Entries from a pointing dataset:

========================================================================

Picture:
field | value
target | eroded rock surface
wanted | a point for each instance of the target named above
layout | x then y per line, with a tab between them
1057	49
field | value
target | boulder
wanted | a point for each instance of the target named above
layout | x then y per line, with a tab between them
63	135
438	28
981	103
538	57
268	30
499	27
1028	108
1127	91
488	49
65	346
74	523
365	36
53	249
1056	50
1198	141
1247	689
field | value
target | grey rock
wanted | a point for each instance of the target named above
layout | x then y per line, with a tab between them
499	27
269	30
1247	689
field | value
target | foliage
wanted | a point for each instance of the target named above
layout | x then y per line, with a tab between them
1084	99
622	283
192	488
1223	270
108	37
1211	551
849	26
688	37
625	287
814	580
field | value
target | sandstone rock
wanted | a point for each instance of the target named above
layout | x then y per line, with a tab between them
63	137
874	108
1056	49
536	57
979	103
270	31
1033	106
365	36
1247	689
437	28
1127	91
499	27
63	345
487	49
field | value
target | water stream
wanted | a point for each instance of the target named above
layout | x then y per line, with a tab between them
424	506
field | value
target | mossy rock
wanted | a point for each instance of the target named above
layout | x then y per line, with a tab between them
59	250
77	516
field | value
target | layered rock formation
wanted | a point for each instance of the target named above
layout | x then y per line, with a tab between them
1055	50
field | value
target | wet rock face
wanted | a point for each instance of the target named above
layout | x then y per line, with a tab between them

========================================================================

Find each line in the records above that contains the string "rock", and copy those lines out. The match is case-sensitive.

Solution for this task ::
target | eroded rock surface
target | grey rock
target | sandstone rock
target | mossy rock
target | layered rock formation
target | wet rock face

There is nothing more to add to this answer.